WHAT NEEDS TO BE DONE: Rewrite each of the rows below, substituting "neck patch" for "throat patch" and leaving every other part of the rows unchanged.

-- BEGIN --

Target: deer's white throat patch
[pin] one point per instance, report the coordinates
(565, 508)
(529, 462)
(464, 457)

-- END --

WRITTEN REPLY:
Target: deer's white neck patch
[pin] one point per instance, report the coordinates
(565, 508)
(529, 462)
(464, 457)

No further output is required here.